Texto fornecido:
============================================================

Processo nº 35/98.

 

            Vistos.

 

            O MINISTÉRIO PÚBLICO DO ESTADO DE SÃO PAULO, por sua Promotoria de Justiça de Defesa dos Interesses Difusos e Coletivos da Infância e da Juventude da Capital, moveu a presente ação civil pública contra a FAZENDA DO ESTADO DE SÃO PAULO, a fim de obter provimento judicial que obrigue a ré, por seus agentes públicos da Secretaria Estadual de Educação, a cumprir o disposto no art. 50 dos Atos das Disposições Transitórias da Constituição estadual, realizado e publicado o censo referido na citada determinação constitucional, até a data de 31 de dezembro de 1998. Requereu a antecipação da tutela.

============================================================

Itens extraídos:

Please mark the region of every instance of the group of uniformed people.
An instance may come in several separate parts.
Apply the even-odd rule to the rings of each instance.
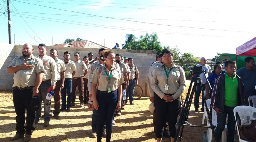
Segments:
[[[60,111],[69,111],[70,107],[75,105],[78,87],[80,106],[84,107],[84,103],[88,103],[90,98],[93,101],[94,109],[91,136],[95,137],[97,133],[97,141],[101,142],[103,133],[106,141],[110,141],[116,111],[117,116],[121,115],[120,110],[124,109],[128,96],[130,104],[134,104],[133,94],[135,86],[138,84],[139,71],[133,64],[133,59],[129,58],[127,64],[122,61],[122,57],[119,54],[115,55],[111,51],[100,49],[94,59],[92,53],[90,53],[88,57],[84,57],[84,61],[80,60],[79,53],[76,52],[73,62],[69,59],[70,53],[66,51],[62,61],[58,58],[55,49],[50,51],[51,56],[47,55],[46,48],[44,44],[40,44],[38,55],[35,56],[32,45],[25,44],[22,55],[15,57],[7,68],[8,73],[14,74],[13,95],[17,115],[17,132],[11,140],[23,137],[24,141],[31,139],[35,124],[39,122],[41,117],[42,101],[44,115],[42,117],[44,120],[43,126],[49,125],[51,110],[51,100],[46,99],[48,88],[55,93],[53,113],[57,119],[60,118]],[[124,57],[124,61],[125,59],[127,58]],[[125,89],[127,93],[124,99],[122,95]],[[35,111],[30,104],[32,99],[37,96],[40,103],[39,109]],[[61,98],[62,104],[60,109]],[[25,110],[27,125],[24,127]]]

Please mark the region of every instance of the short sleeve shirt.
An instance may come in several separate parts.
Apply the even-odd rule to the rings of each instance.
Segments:
[[[87,67],[85,63],[83,61],[80,60],[77,62],[75,61],[75,64],[76,68],[76,71],[74,75],[74,77],[77,78],[84,76],[84,71],[87,70]]]
[[[37,73],[44,71],[41,59],[33,54],[27,59],[23,56],[16,57],[8,67],[18,66],[27,61],[28,63],[33,64],[34,67],[29,69],[21,69],[14,73],[13,87],[25,88],[35,86]]]
[[[60,80],[61,79],[61,72],[66,71],[66,67],[63,61],[58,58],[54,60],[57,67],[57,80]]]
[[[138,71],[138,69],[137,68],[137,67],[134,64],[132,65],[130,68],[130,71],[131,71],[130,79],[133,79],[136,77],[136,74],[139,73],[139,71]]]
[[[65,60],[63,60],[63,62],[65,63]],[[72,78],[72,73],[73,71],[76,71],[75,63],[72,61],[68,60],[68,63],[66,64],[65,63],[65,65],[66,68],[66,71],[65,71],[65,78]]]
[[[117,89],[118,85],[124,83],[123,76],[121,75],[121,71],[120,69],[114,65],[113,66],[109,71],[108,71],[108,70],[106,69],[106,71],[109,77],[111,71],[112,71],[112,75],[110,78],[109,84],[104,70],[104,69],[106,69],[105,65],[97,68],[93,72],[92,77],[91,78],[90,82],[95,84],[97,84],[98,79],[99,79],[98,86],[98,90],[102,91],[107,91],[107,87],[109,86],[110,87],[111,91],[114,91]]]

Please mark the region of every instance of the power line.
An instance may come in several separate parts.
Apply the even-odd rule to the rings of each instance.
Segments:
[[[15,15],[16,16],[17,16]],[[76,23],[77,23],[75,21],[68,21],[69,22],[73,22],[76,23],[71,23],[70,22],[60,22],[59,21],[54,21],[53,20],[50,20],[48,19],[41,19],[39,18],[31,18],[31,17],[26,17],[23,16],[23,17],[26,18],[30,18],[34,19],[39,19],[39,20],[44,20],[45,21],[52,21],[52,22],[55,22],[61,23],[65,23],[67,24],[71,24],[73,25],[82,25],[82,26],[92,26],[94,27],[101,27],[101,28],[108,28],[108,29],[118,29],[118,30],[127,30],[127,31],[138,31],[138,32],[149,32],[148,31],[145,31],[144,30],[144,30],[144,29],[138,29],[137,30],[133,30],[133,29],[120,29],[120,28],[115,28],[114,27],[102,27],[102,26],[92,26],[92,25],[84,25],[84,24],[77,24]],[[47,18],[49,19],[49,18]],[[66,21],[64,20],[63,21]],[[79,23],[81,23],[81,22],[79,22]],[[97,25],[96,24],[91,24],[93,25]],[[102,25],[102,26],[104,26]],[[128,28],[122,28],[124,29],[129,29]],[[151,32],[154,32],[154,31],[152,30]],[[164,32],[157,32],[158,33],[163,33],[163,34],[179,34],[179,35],[196,35],[196,36],[210,36],[210,37],[228,37],[227,36],[215,36],[215,35],[200,35],[200,34],[187,34],[187,33],[179,33],[179,32],[169,32],[169,33],[166,33]]]
[[[90,4],[72,4],[70,3],[58,3],[57,2],[46,2],[45,1],[31,1],[30,0],[22,0],[23,1],[28,1],[30,2],[41,2],[43,3],[52,3],[54,4],[73,4],[73,5],[87,5],[91,6],[100,6],[100,7],[115,7],[117,8],[131,8],[133,9],[151,9],[149,8],[138,8],[137,7],[121,7],[119,6],[105,6],[105,5],[90,5]]]
[[[47,7],[50,8],[52,8],[53,9],[57,9],[60,10],[62,10],[63,11],[67,11],[69,12],[71,12],[74,13],[80,13],[80,14],[85,14],[85,15],[89,15],[91,16],[97,16],[100,17],[102,17],[102,18],[109,18],[113,19],[115,19],[116,20],[122,20],[123,21],[129,21],[130,22],[133,22],[137,23],[145,23],[145,24],[153,24],[153,25],[162,25],[162,26],[174,26],[176,27],[182,27],[182,28],[192,28],[192,29],[200,29],[202,30],[214,30],[214,31],[226,31],[226,32],[240,32],[240,33],[255,33],[256,32],[247,32],[247,31],[234,31],[234,30],[220,30],[220,29],[209,29],[209,28],[198,28],[198,27],[189,27],[189,26],[175,26],[175,25],[166,25],[166,24],[158,24],[158,23],[149,23],[149,22],[141,22],[141,21],[134,21],[134,20],[126,20],[126,19],[121,19],[118,18],[112,18],[111,17],[108,17],[107,16],[101,16],[100,15],[95,15],[93,14],[87,14],[87,13],[84,13],[80,12],[76,12],[76,11],[69,11],[68,10],[65,10],[64,9],[60,9],[59,8],[55,8],[53,7],[50,7],[49,6],[47,6],[44,5],[41,5],[38,4],[31,4],[30,3],[27,3],[26,2],[21,2],[20,1],[19,1],[17,0],[13,0],[14,1],[16,1],[18,2],[20,2],[21,3],[23,3],[25,4],[30,4],[34,5],[37,5],[39,6],[42,6],[44,7]]]
[[[36,34],[36,32],[35,32],[35,31],[34,31],[33,30],[33,29],[32,29],[32,28],[31,28],[31,27],[30,27],[30,26],[29,26],[29,25],[28,25],[28,23],[27,23],[27,22],[26,22],[26,21],[25,20],[25,19],[24,19],[24,18],[23,18],[23,17],[22,17],[22,16],[21,15],[20,15],[20,13],[19,13],[19,11],[18,11],[18,10],[17,10],[17,9],[16,9],[16,7],[15,7],[15,6],[14,6],[14,5],[13,5],[13,4],[12,4],[12,3],[11,2],[11,4],[12,4],[12,6],[13,6],[13,7],[14,7],[14,8],[15,8],[15,9],[16,9],[16,11],[17,11],[19,13],[19,14],[20,14],[20,17],[21,17],[21,18],[22,18],[22,19],[23,19],[23,20],[24,20],[24,21],[25,22],[25,23],[26,23],[26,24],[27,24],[27,25],[28,25],[28,27],[29,27],[29,28],[30,28],[30,29],[31,29],[31,30],[32,30],[32,31],[33,31],[33,32],[34,33],[34,34],[36,34],[36,36],[37,36],[37,37],[38,37],[38,38],[39,39],[40,39],[40,41],[42,41],[42,42],[43,42],[43,43],[44,43],[44,41],[42,41],[42,40],[41,39],[40,39],[40,37],[39,37],[38,36],[38,35],[37,35],[37,34]]]

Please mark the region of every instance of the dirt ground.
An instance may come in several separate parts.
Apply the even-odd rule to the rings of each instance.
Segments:
[[[190,81],[186,80],[186,90],[182,95],[184,100]],[[84,108],[80,107],[77,98],[76,106],[71,108],[71,111],[61,112],[59,119],[52,117],[47,127],[43,126],[44,121],[41,118],[39,123],[35,125],[36,130],[30,141],[96,142],[96,138],[89,137],[92,132],[92,112],[87,109],[87,106]],[[152,124],[153,113],[148,110],[148,105],[150,103],[149,98],[142,97],[139,100],[135,100],[134,103],[135,105],[125,105],[125,110],[122,110],[122,116],[116,117],[116,123],[113,126],[111,141],[156,141]],[[205,124],[202,124],[203,112],[195,113],[193,104],[192,102],[188,122],[195,125],[206,126],[206,120]],[[54,109],[54,105],[53,101],[52,104],[52,109]],[[0,92],[0,142],[10,141],[11,137],[15,134],[16,116],[12,92]],[[178,117],[178,120],[179,118]],[[182,142],[202,141],[204,132],[207,130],[207,128],[199,127],[185,127],[184,128]],[[236,134],[236,141],[238,141]],[[102,138],[102,141],[105,140],[106,138]],[[22,142],[23,139],[20,138],[14,141]],[[170,141],[164,137],[162,141]]]

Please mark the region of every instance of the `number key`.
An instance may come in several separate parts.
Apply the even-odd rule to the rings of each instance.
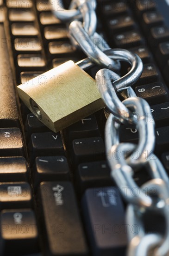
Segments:
[[[157,101],[163,103],[168,99],[165,87],[160,82],[138,86],[135,91],[138,97],[145,99],[150,104],[156,104]]]

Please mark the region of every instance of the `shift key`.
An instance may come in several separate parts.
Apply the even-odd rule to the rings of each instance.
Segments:
[[[19,116],[15,97],[14,79],[3,24],[0,24],[0,127],[18,127]]]
[[[94,256],[125,255],[127,225],[119,192],[114,187],[89,189],[82,198],[85,227]]]
[[[19,128],[0,128],[0,156],[24,156],[21,131]]]
[[[69,182],[44,182],[39,188],[48,256],[84,256],[88,249],[73,185]]]

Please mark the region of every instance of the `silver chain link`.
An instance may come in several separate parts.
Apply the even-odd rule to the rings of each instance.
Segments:
[[[131,86],[140,77],[143,64],[140,58],[126,50],[110,49],[100,35],[96,32],[96,1],[73,0],[69,10],[65,10],[60,0],[55,2],[54,13],[63,21],[69,22],[71,41],[80,47],[88,58],[78,65],[86,68],[94,62],[106,68],[99,70],[96,82],[102,98],[110,111],[105,128],[106,154],[112,178],[115,181],[124,198],[128,202],[126,222],[137,224],[139,232],[128,234],[129,256],[165,256],[169,250],[169,208],[168,176],[159,160],[153,154],[155,122],[150,106],[136,96]],[[120,76],[120,61],[130,63],[129,72]],[[121,102],[117,93],[124,100]],[[121,143],[121,124],[134,125],[138,131],[138,145]],[[133,174],[141,168],[149,173],[151,180],[140,188]],[[145,216],[158,221],[160,214],[165,222],[163,233],[147,232]]]

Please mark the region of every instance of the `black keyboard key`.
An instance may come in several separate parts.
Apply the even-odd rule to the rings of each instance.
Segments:
[[[71,125],[64,131],[69,141],[84,137],[100,136],[100,133],[95,116],[92,115]]]
[[[0,209],[29,208],[32,206],[30,185],[25,182],[0,182]]]
[[[168,94],[162,83],[156,82],[151,84],[138,86],[135,91],[138,97],[144,98],[150,104],[168,101]]]
[[[33,173],[34,188],[42,182],[65,181],[69,178],[69,168],[63,155],[37,157]]]
[[[106,17],[111,15],[114,17],[116,14],[120,14],[126,13],[129,10],[128,6],[126,1],[109,1],[100,3],[98,1],[98,6],[100,11]]]
[[[144,39],[137,30],[116,34],[113,39],[116,46],[119,48],[134,47],[144,44]]]
[[[46,27],[44,28],[44,35],[47,40],[68,39],[68,30],[66,27],[53,26]]]
[[[0,255],[18,256],[39,251],[37,224],[33,211],[4,210],[0,214]]]
[[[76,185],[82,194],[89,188],[111,186],[110,170],[106,161],[81,163],[78,166]]]
[[[137,143],[138,140],[138,133],[137,129],[134,128],[126,127],[121,125],[120,128],[120,138],[122,142],[131,142]],[[109,156],[111,157],[111,155]]]
[[[169,175],[169,151],[163,153],[161,158],[163,166]]]
[[[11,31],[14,36],[35,36],[38,34],[37,28],[32,22],[13,23]]]
[[[6,0],[6,4],[9,8],[31,8],[33,7],[31,0]]]
[[[150,40],[152,40],[152,46],[156,50],[155,47],[158,43],[161,43],[169,40],[169,30],[164,26],[155,27],[151,29]],[[151,41],[150,42],[150,43]]]
[[[39,52],[42,48],[42,42],[37,38],[16,38],[14,46],[18,52]]]
[[[169,61],[169,41],[161,43],[159,45],[156,57],[161,67],[163,68],[167,61]]]
[[[44,12],[40,14],[40,21],[44,25],[60,24],[61,21],[51,12]]]
[[[147,11],[154,10],[157,5],[154,0],[136,0],[136,5],[138,13],[139,14]]]
[[[52,54],[72,54],[75,50],[69,42],[53,41],[49,43],[49,49]]]
[[[149,63],[144,64],[143,71],[139,80],[140,84],[146,84],[158,81],[159,74],[154,64]]]
[[[119,192],[114,187],[91,189],[83,198],[85,228],[94,256],[125,254],[126,225]]]
[[[135,23],[131,15],[123,15],[114,17],[108,20],[107,25],[111,32],[115,32],[118,31],[125,31],[134,28]]]
[[[46,65],[45,61],[41,54],[19,54],[17,58],[19,67],[29,69],[32,67],[33,71],[35,68],[44,68]]]
[[[22,137],[19,128],[0,128],[0,156],[24,156]]]
[[[169,150],[169,126],[156,129],[156,152]]]
[[[129,49],[129,51],[137,54],[141,58],[144,63],[150,63],[151,55],[148,49],[144,46],[135,47]]]
[[[24,157],[0,157],[0,181],[1,182],[27,182],[28,179],[27,165]]]
[[[52,2],[52,4],[54,2]],[[38,0],[36,1],[36,7],[38,11],[39,12],[44,12],[47,11],[51,11],[52,9],[52,6],[48,0]]]
[[[149,32],[150,28],[163,24],[163,18],[162,14],[157,11],[147,12],[143,14],[144,26]]]
[[[11,9],[8,17],[11,21],[34,21],[35,20],[33,11],[29,9]]]
[[[167,61],[167,64],[165,65],[164,69],[162,70],[163,74],[164,76],[164,79],[167,83],[169,83],[169,60]]]
[[[50,130],[37,118],[33,114],[28,114],[27,116],[25,129],[26,136],[29,137],[32,133],[50,132]]]
[[[100,137],[93,137],[74,140],[72,153],[76,163],[104,160],[103,139]]]
[[[156,122],[156,127],[157,125],[165,126],[168,125],[169,121],[169,102],[151,106],[151,115],[153,116]]]
[[[71,183],[68,182],[43,182],[40,189],[39,199],[47,236],[44,241],[47,248],[46,255],[88,255]]]
[[[31,136],[28,153],[31,158],[36,156],[62,155],[63,146],[59,133],[34,133]]]
[[[14,78],[10,63],[7,39],[4,26],[0,24],[1,47],[0,52],[0,127],[18,127],[19,125],[15,94]]]

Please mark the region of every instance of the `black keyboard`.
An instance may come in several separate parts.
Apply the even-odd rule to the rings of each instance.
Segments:
[[[97,14],[97,32],[112,48],[129,49],[142,60],[143,72],[133,88],[150,105],[155,154],[169,175],[167,2],[98,0]],[[106,161],[104,110],[55,134],[15,89],[86,56],[73,49],[48,0],[0,5],[0,255],[125,256],[132,228],[125,222],[125,202]],[[121,74],[129,68],[122,63]],[[97,70],[88,72],[94,77]],[[137,143],[138,133],[123,126],[121,140]],[[150,179],[144,169],[134,175],[139,186]],[[150,230],[160,229],[163,221],[153,220],[148,220]]]

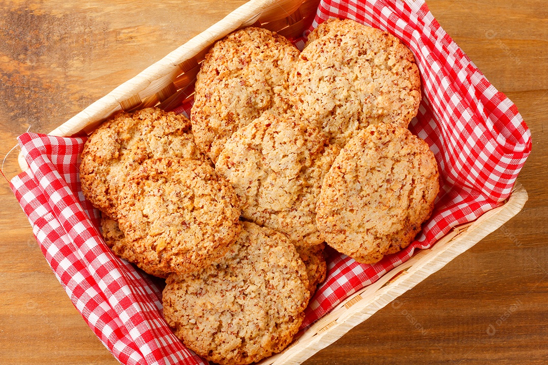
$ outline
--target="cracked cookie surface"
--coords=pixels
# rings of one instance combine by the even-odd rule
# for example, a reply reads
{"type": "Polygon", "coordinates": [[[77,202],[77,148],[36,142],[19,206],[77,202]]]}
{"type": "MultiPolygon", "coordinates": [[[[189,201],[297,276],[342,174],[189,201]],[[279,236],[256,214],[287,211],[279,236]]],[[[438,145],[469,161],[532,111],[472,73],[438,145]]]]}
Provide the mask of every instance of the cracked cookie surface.
{"type": "Polygon", "coordinates": [[[222,257],[241,229],[233,189],[199,161],[146,160],[128,176],[119,207],[134,262],[165,273],[197,270],[222,257]]]}
{"type": "Polygon", "coordinates": [[[350,20],[321,24],[289,76],[295,113],[341,147],[369,124],[407,127],[420,78],[411,51],[386,32],[350,20]]]}
{"type": "Polygon", "coordinates": [[[313,246],[323,242],[315,221],[322,182],[339,150],[311,124],[265,114],[232,135],[215,171],[234,187],[244,219],[313,246]]]}
{"type": "Polygon", "coordinates": [[[316,207],[328,245],[362,263],[407,247],[430,216],[439,189],[433,154],[407,129],[370,125],[326,176],[316,207]]]}
{"type": "Polygon", "coordinates": [[[310,294],[304,264],[283,234],[249,222],[225,257],[170,275],[164,315],[185,344],[222,365],[279,352],[302,322],[310,294]]]}
{"type": "Polygon", "coordinates": [[[157,108],[118,113],[89,136],[82,153],[80,179],[86,199],[118,218],[118,198],[124,181],[149,158],[171,157],[210,163],[194,142],[190,121],[157,108]]]}
{"type": "Polygon", "coordinates": [[[289,108],[299,50],[282,36],[248,27],[218,41],[198,73],[191,112],[196,142],[215,163],[226,140],[268,111],[289,108]]]}

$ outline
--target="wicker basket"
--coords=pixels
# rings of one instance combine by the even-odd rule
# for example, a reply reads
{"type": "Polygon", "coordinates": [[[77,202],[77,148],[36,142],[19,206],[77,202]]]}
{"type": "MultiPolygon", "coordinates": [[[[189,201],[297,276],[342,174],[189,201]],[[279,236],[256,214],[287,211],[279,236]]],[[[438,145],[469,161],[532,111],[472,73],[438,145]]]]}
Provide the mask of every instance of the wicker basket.
{"type": "MultiPolygon", "coordinates": [[[[193,96],[199,63],[213,43],[230,32],[253,25],[290,38],[300,36],[315,16],[318,0],[252,0],[164,58],[86,108],[50,134],[89,133],[114,112],[152,106],[171,109],[193,96]]],[[[27,168],[20,155],[22,170],[27,168]]],[[[454,228],[430,249],[421,250],[374,284],[354,293],[306,329],[283,352],[260,364],[299,364],[332,344],[353,327],[516,215],[527,200],[517,183],[501,206],[475,222],[454,228]]]]}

============================================================

Tarefa a fazer: Retome o texto sobre a ação civil pública contra a Fazenda do Estado de São Paulo, continuando logo depois da última frase. Os itens vêm de outra fonte, sem ligação com o texto.

Resposta escrita:
            Alegou, em suma, que a disposição contida na Constituição do Estado de São Paulo, obrigando o Estado e os Municípios a realizarem bienalmente o censo de aferição dos índices de analfabetismo e a sua relação com a universalização do ensino fundamental nunca foi cumprida, com desrespeito aos direitos fundamentais da criança e do adolescente a que se referem os arts. 6º e 205 da Constituição Federal, art. 4º, seu § único, e art. 54 do ECA e ainda o art. 70, IV, da Lei de Diretrizes e Bases da Educação. Defendeu a legitimidade do Ministério Público para a demanda e a competência da Justiça da Infância.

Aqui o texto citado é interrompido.